**EXTRACTED TEXT:**

++++

Accounting News Roundup: Amazon vs. California Over Sales Tax; Petty Bickering Over Tax Overhaul; Millennials Are So Over This Economy | 07.12.11

Obama Seeks Grand Bargain on Deficit [Bloomberg]
“Now is the time to deal with these issues,” Obama said at a White House news conference yesterday before resuming talks with congressional leaders on reducing deficits and raising the $14.3 trillion U.S. debt ceiling before the government exhausts its borrowing authority on Aug. 2. “If not now, when?”

Amazon Backs End to Online Sales Tax in California [NYT]
Amazon said Monday that it would back a California ballot initiative that would rolaw that forces more online retailers to collect sales tax. Amazon’s decision to support the proposed referendum pits the world’s biggest online retailer against the state government, which is looking for ways to raise additional revenue to cover budget shortfalls.

High-Speed Tax Rewrite Falters as Lawmakers Bicker Over Basics [Bloomberg]
Republican congressional leaders and President Barack Obama discussed a rewrite of the tax code over the past week and couldn’t resolve even the basic outline of what it should look like. They disagreed on revenue targets, the progressivity of the code, international taxation issues and the treatment of large businesses that aren’t currently taxed as corporations, according to two Republicans familiar with the talks.

Alleged Ponzi Scheme Accountant Settles SEC Complaint [Dow Jones]
In 2009, Philadelphia-area investment-fund manager Joseph S. Forte pleaded guilty to charges of wire fraud, mail fraud, bank fraud and money laundering, all linked to a Ponzi scheme he admitted to the year before. He is serving a 15-year prison sentence. Monday, the SEC said it has filed and settled a civil action against accountant John N. Irwin and his consulting firm, Jacklin Associates Inc. Both agreed to settle the Commission’s charges, without admitting or denying allegations. The complaint claimed Irwin and the firm participated in Forte’s scheme by recruiting investors for it.

Millennials frustrated with weak economy, scarcity of jobs [AW]
Dennis Nally can’t hire everyone now, can he?

KPMG Names Marc Moyers to Head U.S. Private Equity Group [KPMG]
Moyers takes over for Shawn Hessing.

PwC Sends Partners, Staff and Interns to Belize to Boost Financial Literacy Among Students and Teachers [PwC]
Don’t get jealous. It’s probably not too nice down there.

Cantor outlines $353B in Medicare, Medicaid savings [The Hill]
House Majority Leader Eric Cantor (R-Va.) on Monday proposed changes to Medicare and Medicaid he said would save $353 billion over the next decade. Cantor made the proposal in talks at the White House. His plan was immediately criticized by House Minority Leader Nancy Pelosi (D-Calif.), who said it would lead to benefit cuts.

++++

**RECORD EXCERPTS:**
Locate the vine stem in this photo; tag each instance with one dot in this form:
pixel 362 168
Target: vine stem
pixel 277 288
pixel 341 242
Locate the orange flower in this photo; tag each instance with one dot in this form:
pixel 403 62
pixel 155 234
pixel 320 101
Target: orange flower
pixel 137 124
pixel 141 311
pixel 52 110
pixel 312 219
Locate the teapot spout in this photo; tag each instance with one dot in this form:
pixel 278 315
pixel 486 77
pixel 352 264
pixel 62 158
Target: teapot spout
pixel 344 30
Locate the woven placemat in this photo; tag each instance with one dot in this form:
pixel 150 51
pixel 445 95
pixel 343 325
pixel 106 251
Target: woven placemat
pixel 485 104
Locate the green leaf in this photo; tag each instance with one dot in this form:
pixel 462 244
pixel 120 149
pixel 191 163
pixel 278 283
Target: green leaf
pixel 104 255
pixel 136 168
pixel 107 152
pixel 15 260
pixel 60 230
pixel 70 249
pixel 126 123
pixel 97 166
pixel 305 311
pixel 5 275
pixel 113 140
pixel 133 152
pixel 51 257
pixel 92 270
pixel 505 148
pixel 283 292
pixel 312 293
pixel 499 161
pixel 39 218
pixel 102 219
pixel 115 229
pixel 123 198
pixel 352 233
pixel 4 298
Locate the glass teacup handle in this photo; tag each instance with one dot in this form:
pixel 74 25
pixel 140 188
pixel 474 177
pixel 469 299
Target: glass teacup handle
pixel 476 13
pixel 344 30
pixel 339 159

++++

**DIRECTIONS:**
A: In the accounting news roundup, how long is the prison sentence Joseph S. Forte is serving?
B: Continue the accounting news roundup from its last sentence.
The items come from a different source than the text.

**YOUR RESPONSES:**
A: 15 years.

B:
Disturbing Trend: Chief Risk Officers Blowing Past CFOs On the Way to Meeting with the Boss

Time was, a CFO functioned as the main consiliere to the CEO. Finance issues? The CFO is on it. Accounting irregularities? Done. Taking the flak from analysts on the earnings calls? It’s not all glitz and glam, now is it? Nowadays, after some not so solid decisions were made in the recent past, another member of the C-suite has successfully curried favor with the boss. Someone who would ordinarily be fetching the CFO’s 3 pm pick-me-up. That is, the Chief Risk Officer:

Citigroup Inc. (C), American International Group Inc. (AIG) and UBS AG (UBSN) are among other companies raising the profile of risk executives. The derivatives meltdown that sparked the 2008 Lehman Brothers Holdings Inc. collapse and an 18-month recession catapulted the role from obscurity to contention for future chief executive officers. “The person sitting in the risk chair now is reporting to the CEO so the caliber has to be higher,” said Neil Hindle, who runs the CRO search practice at Egon Zehnder International in New York. “There has been a real increase in power over the last two years.” That’s evident in the compensation, which can reach $10 million at large financial institutions now, compared with $500,000 as recently as 2001, Hindle said. Five years ago, a CRO typically reported no higher than the CFO, he said.

Granted, if you’re someone like Dave Viniar, you’ve got very little to worry about since you’re irreplaceable. But if you’re slightly lower on the intellectual scale, you best watch for that CRO buzzing right by you on the meeting that you weren’t invited to. Next thing you know, CFOs will be picking up their shirts and dry cleaning.

Chief Risk Officer Rises to $10 Million Job [Bloomberg]

Eric Cantor Describes Debt Ceiling Debate Using the Most Unimaginative Expression Possible

“We don’t believe that we ought to be raising taxes right now on people in this recession and in this economy, and they do,” the majority leader added.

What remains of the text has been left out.